Dataset extracts labeled with boxes:
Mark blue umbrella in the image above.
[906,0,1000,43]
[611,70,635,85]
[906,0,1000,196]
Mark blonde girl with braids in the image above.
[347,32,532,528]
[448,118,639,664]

■ **What to work on**: Edit the lines above so that "Mark" becomes "Outline", keeping everything else the same.

■ **Response**:
Outline blue umbrella in the image above.
[906,0,1000,43]
[611,70,635,85]
[906,0,1000,196]
Outline blonde girl with braids in the image above.
[347,32,532,528]
[448,118,639,664]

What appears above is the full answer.